# [DOCUMENT SECTION]
+ + + + + + +
We analyze yellow taxi trip data to assess two key performance metrics under varying scenarios. The first metric, i.e., Metric 1, measures the percentage of trips that must detour to recharge before reaching their destination. These detours occur because the vehicle exhausts its battery before completing the shortest path. Figure 3 shows the percentage of trips that detour according to the varying numbers of kilometers of dynamic charging roads. We observe that implementing 25 km of dynamic charging roads has a slightly greater impact in reducing detours than installing 50 level-2 charging stations. Specifically, both scenarios cut the detour rate by approximately 0.1% compared to the baseline scenario. Calculating the relative differences, the addition of 50 charging stations reduces the detour rate by \(\frac{0.75-0.68}{0.75} * 100\% = 9.3\%\), while 25 km of dynamic roads result in a \(\frac{0.75-0.66}{0.75} * 100\% = 12\%\) reduction.

While the costs of constructing charging stations and charging roads will vary by city due to factors such as land and construction costs, our results serve as a general guide to their potential benefits. Thus, specific cost considerations are left to local urban planners and policymakers in individual cities.
+ + + + + + +
# [Items from a data source]
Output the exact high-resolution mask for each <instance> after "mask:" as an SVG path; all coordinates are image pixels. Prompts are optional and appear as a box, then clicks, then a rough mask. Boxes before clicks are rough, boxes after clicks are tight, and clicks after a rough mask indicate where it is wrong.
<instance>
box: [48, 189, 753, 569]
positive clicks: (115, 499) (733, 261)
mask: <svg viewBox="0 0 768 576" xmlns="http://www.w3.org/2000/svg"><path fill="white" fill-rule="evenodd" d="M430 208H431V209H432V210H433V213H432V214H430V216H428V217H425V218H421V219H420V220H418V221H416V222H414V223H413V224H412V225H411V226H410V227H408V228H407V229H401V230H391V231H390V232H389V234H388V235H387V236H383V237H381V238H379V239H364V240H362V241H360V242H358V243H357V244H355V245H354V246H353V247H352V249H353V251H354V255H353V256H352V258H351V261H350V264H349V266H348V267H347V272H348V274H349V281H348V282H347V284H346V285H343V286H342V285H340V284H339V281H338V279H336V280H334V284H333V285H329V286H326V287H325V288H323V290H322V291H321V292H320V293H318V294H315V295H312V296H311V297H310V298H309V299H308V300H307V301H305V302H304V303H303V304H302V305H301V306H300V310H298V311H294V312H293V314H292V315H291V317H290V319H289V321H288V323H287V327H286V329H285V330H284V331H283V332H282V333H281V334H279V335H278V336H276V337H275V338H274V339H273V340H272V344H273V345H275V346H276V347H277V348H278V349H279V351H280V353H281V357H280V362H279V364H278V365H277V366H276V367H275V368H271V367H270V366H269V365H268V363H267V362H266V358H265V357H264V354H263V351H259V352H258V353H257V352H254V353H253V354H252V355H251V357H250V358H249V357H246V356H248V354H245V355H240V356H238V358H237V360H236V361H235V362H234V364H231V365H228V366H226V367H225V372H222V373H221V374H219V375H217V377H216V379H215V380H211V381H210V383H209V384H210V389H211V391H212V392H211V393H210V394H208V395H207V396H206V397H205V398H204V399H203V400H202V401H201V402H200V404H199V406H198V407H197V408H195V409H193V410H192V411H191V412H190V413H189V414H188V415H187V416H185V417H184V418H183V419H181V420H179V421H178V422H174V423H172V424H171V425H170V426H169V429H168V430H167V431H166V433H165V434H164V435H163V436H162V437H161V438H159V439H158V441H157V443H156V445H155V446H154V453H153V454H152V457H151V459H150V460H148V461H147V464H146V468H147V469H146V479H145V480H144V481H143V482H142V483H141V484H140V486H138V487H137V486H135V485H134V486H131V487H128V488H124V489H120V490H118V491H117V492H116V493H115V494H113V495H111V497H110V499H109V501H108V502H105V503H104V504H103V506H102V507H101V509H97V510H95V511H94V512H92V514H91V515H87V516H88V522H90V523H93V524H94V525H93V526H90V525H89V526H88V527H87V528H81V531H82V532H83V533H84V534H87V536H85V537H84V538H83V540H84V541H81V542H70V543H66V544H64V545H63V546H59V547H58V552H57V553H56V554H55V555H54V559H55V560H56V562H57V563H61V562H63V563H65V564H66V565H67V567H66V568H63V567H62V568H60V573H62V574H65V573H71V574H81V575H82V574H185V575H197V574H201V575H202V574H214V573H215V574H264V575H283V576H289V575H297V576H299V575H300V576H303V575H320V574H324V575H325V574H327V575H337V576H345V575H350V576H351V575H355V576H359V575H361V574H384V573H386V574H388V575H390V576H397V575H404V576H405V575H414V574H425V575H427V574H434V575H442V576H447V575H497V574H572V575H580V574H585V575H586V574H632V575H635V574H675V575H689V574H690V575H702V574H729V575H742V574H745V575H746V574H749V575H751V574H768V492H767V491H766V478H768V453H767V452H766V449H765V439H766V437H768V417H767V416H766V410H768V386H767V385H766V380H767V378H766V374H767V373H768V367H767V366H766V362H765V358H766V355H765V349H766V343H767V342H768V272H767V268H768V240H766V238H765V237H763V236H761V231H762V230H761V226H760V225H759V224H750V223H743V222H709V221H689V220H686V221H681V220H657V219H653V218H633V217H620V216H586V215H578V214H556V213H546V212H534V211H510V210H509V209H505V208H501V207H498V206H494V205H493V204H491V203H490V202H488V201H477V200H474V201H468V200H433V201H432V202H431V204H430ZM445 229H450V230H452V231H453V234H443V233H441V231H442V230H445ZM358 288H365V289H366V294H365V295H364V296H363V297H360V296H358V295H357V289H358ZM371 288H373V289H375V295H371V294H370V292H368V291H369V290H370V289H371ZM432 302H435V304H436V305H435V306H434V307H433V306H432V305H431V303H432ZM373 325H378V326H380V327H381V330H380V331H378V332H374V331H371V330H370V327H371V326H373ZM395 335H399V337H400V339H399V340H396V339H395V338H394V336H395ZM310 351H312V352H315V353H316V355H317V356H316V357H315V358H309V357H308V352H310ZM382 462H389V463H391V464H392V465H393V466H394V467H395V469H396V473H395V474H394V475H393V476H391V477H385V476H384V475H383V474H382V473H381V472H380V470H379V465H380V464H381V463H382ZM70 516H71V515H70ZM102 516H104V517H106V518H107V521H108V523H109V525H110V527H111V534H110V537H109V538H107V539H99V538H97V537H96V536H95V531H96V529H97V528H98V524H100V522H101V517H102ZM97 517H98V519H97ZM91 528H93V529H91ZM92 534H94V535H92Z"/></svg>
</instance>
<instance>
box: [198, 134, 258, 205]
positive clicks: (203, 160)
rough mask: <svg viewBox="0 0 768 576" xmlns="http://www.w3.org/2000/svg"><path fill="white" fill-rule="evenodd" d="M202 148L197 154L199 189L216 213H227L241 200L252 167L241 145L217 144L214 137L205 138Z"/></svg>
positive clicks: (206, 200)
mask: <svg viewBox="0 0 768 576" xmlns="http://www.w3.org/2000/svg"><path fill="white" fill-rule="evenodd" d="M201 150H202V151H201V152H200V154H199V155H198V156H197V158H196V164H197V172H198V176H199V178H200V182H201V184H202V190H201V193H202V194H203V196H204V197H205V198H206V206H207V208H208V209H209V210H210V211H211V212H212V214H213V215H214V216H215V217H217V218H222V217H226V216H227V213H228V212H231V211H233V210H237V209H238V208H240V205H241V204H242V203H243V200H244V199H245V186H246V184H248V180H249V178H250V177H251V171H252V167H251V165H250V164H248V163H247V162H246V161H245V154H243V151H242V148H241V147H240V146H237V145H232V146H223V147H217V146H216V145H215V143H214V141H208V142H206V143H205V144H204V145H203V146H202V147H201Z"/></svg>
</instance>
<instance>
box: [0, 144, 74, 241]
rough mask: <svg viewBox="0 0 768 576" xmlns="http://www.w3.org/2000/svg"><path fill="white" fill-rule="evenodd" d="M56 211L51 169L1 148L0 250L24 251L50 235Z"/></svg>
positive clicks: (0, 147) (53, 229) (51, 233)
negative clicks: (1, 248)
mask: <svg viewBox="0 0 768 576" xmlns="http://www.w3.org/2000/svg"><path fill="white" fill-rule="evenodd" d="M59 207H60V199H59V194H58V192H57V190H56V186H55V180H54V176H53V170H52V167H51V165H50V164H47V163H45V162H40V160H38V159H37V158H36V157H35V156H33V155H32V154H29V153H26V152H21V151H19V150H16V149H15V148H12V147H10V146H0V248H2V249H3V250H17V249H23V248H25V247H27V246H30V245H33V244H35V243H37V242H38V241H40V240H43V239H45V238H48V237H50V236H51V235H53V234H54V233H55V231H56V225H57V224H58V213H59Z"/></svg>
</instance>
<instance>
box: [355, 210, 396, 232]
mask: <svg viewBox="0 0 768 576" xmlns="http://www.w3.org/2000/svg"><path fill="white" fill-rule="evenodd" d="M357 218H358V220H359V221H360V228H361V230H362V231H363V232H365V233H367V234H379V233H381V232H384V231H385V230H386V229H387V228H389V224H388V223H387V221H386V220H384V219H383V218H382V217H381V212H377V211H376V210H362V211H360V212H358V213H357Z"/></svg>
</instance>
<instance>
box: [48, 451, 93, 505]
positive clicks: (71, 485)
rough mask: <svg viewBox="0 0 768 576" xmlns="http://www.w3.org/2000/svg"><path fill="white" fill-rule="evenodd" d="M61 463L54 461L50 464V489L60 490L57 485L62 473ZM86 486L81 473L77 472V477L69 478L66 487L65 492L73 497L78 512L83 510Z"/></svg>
+ + + + + + +
Please rewrite the passage of the taxi trip analysis that starts at "While the costs" and ends at "in individual cities.", replacing "urban planners" with "city planners". You won't need the items for this.

While the costs of constructing charging stations and charging roads will vary by city due to factors such as land and construction costs, our results serve as a general guide to their potential benefits. Thus, specific cost considerations are left to local city planners and policymakers in individual cities.